## Directive 1
For each statement about the audio system text, answer yes or no on whether it agrees with the text, and quote the words that decide it: (a) The audio system 90 includes only one second sound output apparatus. (b) FIG. 4 shows a channel mapping method of an audio apparatus. (c) Functions or elements known in the related art are described in detail.
## Directive 2
Name every image processing apparatus that the audio system text offers as an example of what the audio apparatus 100 may include.
## Directive 3
From the audio system text, write out the passage between "[0024] FIG. 1" and "120 and 130.", inclusive.

## Text provided
* Begin *

BRIEF DESCRIPTION OF THE FIGURES
[0017] The above and/or other aspects will be more apparent by
describing in detail exemplary embodiments, with reference to the
accompanying drawings, in which:
[0018] FIG. 1 is a view illustrating an audio system according to
an exemplary embodiment;
[0019] FIG. 2 is a block diagram illustrating an audio apparatus
similar to the audio apparatus shown in FIG. 1 in accordance with
an exemplary embodiment;
[0020] FIG. 3 is a view illustrating a connection structure of an
switch and an output unit similar to the switch and output unit
shown in FIG. 2 according to an exemplary embodiment; and
[0021] FIG. 4 is a view illustrating a channel mapping method of an
audio apparatus according to an exemplary embodiment.
DETAILED DESCRIPTION OF EXEMPLARY EMBODIMENTS
[0022] Hereinafter, exemplary embodiments will be described in more
detail with reference to the accompanying drawings.
[0023] In the following description, the same reference numerals
are used for the same elements when they are depicted in different
drawings. The matters defined in the description, such as detailed
construction and elements, are provided to assist in a
comprehensive understanding of the exemplary embodiments. Thus, it
is apparent that the exemplary embodiments can be carried out
without those specifically defined matters. Also, functions or
elements known in the related art are not described in detail since
they would obscure the exemplary embodiments with unnecessary
detail.
[0024] FIG. 1 is a view illustrating an audio system according to
an exemplary embodiment.
[0025] As illustrated in FIG. 1, an audio system 90 according to an
exemplary embodiment partially or entirely includes an audio
apparatus 100, a first sound output apparatus 110, and a plurality
of second sound output apparatuses 120 and 130.
[0026] Here, the phase "partially or entirely include" may be
defined such that the first sound output apparatus 110, or a
portion of the first sound output apparatus 110, may be configured
to be integrated into the audio apparatus 100, and for better
understanding, it is described that the audio system includes all
components.
[0027] The audio apparatus 100, according to an exemplary
embodiment, may include an image processing apparatus such as a TV,
a portable phone, a camcorder, a VCR, and a computer. The audio
apparatus 100 may include only an amplifier configured to divide an
audio signal provided from an image processing apparatus into
multichannel audio signals, and amplify the multichannel audio
signals. The audio apparatus may be implemented in various types,
and in the exemplary embodiment, the audio apparatus is not
particularly limited thereto.

* End *

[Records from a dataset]
* Begin *

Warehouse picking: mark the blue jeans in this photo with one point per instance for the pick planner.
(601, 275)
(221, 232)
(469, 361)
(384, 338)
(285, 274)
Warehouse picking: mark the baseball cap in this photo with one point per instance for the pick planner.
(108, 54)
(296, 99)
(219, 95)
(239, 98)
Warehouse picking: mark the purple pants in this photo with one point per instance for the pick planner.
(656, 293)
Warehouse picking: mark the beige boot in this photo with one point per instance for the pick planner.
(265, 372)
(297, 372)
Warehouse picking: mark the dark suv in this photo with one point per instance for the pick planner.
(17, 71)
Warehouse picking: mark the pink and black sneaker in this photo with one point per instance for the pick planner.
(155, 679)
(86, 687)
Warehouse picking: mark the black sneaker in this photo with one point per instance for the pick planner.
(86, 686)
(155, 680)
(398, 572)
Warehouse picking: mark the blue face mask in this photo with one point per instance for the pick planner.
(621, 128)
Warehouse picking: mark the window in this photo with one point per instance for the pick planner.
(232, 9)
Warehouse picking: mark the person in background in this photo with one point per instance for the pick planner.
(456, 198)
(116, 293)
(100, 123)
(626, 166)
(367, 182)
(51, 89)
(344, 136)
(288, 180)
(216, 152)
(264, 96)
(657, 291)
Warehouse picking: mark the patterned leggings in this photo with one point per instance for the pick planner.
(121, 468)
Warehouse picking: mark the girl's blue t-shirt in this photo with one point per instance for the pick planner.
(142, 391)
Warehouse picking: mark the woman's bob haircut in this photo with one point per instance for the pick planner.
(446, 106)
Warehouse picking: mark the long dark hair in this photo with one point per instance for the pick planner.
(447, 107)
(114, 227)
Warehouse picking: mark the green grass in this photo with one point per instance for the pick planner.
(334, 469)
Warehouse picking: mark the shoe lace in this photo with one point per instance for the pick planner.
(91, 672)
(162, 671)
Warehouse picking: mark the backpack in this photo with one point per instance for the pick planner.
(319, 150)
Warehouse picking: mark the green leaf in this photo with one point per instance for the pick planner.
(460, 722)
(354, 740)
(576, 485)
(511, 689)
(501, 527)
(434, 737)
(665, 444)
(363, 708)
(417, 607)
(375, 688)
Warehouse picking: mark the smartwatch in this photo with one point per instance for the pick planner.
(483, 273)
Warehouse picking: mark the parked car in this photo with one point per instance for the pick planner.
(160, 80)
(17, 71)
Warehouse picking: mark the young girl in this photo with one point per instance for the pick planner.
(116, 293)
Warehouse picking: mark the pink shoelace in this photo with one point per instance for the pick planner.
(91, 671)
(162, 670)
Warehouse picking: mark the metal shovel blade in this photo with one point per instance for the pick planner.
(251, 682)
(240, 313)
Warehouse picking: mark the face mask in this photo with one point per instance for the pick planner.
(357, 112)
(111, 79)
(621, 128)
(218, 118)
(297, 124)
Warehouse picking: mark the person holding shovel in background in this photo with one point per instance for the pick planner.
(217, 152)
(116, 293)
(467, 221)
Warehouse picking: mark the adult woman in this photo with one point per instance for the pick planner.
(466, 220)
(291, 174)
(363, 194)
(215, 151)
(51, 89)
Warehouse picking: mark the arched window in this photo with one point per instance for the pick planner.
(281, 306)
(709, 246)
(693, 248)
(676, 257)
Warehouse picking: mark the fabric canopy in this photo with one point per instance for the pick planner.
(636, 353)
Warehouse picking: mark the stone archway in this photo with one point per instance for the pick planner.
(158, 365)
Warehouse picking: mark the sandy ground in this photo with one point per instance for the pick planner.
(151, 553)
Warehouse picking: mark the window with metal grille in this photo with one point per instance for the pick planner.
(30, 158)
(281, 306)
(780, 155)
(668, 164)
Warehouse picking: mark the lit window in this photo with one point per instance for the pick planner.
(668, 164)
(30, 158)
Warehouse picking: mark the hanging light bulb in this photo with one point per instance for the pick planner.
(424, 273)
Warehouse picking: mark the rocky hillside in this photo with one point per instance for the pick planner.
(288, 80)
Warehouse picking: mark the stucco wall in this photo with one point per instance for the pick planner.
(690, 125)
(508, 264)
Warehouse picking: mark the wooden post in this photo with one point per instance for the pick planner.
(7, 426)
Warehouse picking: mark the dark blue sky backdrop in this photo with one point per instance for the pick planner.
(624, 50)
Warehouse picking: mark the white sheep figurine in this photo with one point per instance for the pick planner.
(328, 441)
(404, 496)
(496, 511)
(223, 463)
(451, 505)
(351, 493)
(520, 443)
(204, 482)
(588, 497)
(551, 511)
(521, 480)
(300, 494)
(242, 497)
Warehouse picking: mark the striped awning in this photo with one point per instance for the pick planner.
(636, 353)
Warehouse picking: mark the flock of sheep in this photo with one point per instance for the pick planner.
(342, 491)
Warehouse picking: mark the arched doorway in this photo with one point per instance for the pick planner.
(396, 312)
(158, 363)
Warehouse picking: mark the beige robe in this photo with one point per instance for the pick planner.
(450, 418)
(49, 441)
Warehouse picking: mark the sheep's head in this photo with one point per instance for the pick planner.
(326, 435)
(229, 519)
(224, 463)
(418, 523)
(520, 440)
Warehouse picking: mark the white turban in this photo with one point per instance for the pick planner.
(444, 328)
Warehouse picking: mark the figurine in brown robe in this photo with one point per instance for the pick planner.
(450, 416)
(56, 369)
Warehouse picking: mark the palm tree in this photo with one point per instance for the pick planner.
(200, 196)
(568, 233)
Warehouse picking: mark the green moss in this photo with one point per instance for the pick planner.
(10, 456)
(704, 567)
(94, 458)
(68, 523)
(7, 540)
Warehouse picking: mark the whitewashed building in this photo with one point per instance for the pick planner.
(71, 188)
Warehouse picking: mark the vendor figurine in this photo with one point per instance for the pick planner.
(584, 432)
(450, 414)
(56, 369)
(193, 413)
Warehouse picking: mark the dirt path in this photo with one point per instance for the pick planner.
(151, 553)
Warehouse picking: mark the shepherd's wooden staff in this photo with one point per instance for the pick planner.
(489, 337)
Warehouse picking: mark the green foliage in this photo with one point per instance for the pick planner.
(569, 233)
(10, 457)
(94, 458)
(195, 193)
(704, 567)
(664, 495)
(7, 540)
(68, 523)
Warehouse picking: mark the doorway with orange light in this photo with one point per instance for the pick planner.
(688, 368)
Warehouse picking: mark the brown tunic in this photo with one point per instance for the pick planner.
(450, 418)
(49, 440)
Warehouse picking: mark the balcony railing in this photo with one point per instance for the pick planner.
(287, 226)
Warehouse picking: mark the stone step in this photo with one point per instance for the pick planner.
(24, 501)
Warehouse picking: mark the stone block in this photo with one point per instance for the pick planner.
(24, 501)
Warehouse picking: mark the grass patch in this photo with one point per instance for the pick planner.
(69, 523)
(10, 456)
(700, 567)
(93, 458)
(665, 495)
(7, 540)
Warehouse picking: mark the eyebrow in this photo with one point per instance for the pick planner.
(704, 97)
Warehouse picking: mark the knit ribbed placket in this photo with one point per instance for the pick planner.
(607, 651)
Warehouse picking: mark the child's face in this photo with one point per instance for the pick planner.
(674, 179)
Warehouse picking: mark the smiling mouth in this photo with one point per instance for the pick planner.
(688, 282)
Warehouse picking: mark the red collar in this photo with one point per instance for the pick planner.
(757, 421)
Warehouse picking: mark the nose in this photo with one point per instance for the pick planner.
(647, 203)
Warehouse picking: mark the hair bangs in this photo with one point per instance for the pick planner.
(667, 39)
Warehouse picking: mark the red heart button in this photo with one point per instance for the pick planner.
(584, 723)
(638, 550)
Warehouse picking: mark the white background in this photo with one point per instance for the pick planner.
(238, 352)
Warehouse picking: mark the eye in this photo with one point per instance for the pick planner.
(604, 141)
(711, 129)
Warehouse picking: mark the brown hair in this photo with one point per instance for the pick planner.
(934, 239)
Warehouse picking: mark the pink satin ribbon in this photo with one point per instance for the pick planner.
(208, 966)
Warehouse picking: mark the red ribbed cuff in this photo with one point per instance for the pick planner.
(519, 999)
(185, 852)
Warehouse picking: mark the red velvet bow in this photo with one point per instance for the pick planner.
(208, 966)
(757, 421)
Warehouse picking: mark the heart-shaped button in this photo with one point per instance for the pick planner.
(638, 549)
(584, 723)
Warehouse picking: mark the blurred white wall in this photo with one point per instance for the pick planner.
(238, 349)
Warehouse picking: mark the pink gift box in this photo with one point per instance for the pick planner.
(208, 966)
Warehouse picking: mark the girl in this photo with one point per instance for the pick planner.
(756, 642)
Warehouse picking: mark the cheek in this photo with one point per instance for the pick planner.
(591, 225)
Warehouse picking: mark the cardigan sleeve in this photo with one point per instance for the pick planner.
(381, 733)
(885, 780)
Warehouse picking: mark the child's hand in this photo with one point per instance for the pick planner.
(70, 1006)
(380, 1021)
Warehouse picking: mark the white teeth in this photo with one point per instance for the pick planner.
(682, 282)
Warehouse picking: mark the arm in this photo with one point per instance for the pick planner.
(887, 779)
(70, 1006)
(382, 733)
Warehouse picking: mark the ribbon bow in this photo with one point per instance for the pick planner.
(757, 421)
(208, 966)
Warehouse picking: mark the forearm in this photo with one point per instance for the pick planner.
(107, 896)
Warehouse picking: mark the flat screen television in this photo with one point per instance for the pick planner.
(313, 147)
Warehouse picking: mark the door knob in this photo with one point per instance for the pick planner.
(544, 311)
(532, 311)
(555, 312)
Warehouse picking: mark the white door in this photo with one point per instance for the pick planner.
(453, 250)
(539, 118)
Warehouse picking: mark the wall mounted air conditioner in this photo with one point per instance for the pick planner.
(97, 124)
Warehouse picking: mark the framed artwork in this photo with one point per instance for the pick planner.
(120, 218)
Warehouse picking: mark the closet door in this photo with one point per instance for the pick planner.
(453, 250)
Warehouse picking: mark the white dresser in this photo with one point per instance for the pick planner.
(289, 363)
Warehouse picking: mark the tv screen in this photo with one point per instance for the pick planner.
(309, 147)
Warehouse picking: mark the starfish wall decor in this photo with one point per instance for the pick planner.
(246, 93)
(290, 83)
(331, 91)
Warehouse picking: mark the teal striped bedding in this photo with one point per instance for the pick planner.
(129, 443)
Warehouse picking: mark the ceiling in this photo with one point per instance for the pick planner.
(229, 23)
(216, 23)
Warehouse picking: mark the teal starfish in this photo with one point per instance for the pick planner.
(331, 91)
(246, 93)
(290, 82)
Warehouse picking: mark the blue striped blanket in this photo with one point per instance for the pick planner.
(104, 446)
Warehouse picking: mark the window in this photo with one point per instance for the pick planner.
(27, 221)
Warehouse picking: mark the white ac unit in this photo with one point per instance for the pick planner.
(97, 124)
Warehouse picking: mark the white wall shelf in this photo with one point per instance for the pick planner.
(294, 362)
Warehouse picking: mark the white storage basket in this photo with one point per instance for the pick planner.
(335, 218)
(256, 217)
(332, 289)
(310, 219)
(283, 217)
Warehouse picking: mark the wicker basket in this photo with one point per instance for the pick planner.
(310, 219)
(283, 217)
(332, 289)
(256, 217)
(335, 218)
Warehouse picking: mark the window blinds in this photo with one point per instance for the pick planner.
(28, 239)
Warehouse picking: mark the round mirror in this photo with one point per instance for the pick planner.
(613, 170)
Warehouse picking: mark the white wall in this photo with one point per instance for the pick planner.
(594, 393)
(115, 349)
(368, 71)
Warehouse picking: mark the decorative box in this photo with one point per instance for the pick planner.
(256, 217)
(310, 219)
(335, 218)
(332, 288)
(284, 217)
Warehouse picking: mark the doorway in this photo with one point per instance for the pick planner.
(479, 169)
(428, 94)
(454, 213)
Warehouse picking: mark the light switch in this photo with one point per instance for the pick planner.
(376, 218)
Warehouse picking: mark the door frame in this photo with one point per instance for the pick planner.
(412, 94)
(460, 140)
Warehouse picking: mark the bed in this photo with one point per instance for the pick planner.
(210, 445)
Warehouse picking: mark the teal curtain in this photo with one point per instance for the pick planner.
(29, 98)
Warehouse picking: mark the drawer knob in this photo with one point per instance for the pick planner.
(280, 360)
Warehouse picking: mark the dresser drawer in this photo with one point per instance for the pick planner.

* End *

## Full response 1
(a) No: "a plurality of second sound output apparatuses 120 and 130"
(b) Yes: "FIG. 4 is a view illustrating a channel mapping method of an audio apparatus"
(c) No: "functions or elements known in the related art are not described in detail"

## Full response 2
a TV, a portable phone, a camcorder, a VCR, and a computer

## Full response 3
[0024] FIG. 1 is a view illustrating an audio system according to
an exemplary embodiment.
[0025] As illustrated in FIG. 1, an audio system 90 according to an
exemplary embodiment partially or entirely includes an audio
apparatus 100, a first sound output apparatus 110, and a plurality
of second sound output apparatuses 120 and 130.